## PROBLEM DETAILS
Can you copy out each line of the entries below word for word, leaving out the pictures?

## DATA SUPPLIED
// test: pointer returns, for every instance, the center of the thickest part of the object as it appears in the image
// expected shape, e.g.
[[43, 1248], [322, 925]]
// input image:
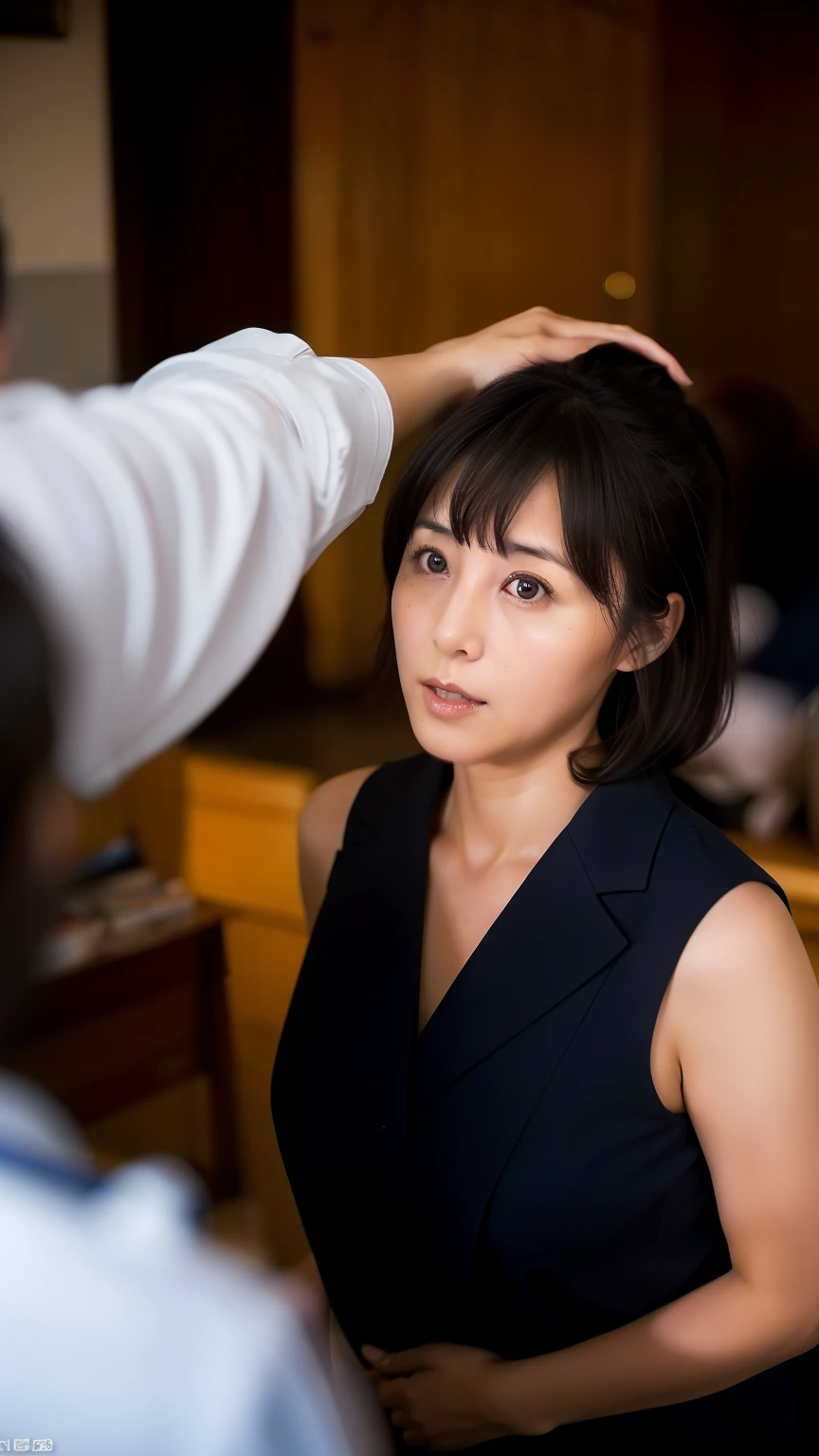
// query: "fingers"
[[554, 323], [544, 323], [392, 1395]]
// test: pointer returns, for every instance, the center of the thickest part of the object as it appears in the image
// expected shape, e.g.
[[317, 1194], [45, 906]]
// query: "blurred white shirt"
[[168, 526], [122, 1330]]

## COMPLETED EXERCISE
// test: pointer returns, for every instance, the center of the thickest part of the object as it appears in the image
// expected shape, e.g.
[[43, 1248], [322, 925]]
// input image:
// query: "fingers"
[[554, 323], [544, 323], [392, 1395]]
// test: pointer returns, for every instance, the center of the thickest part of the object as it appears in the image
// expected shape, e.g.
[[317, 1194], [45, 906]]
// query: "blurred white shirt"
[[168, 526], [122, 1330]]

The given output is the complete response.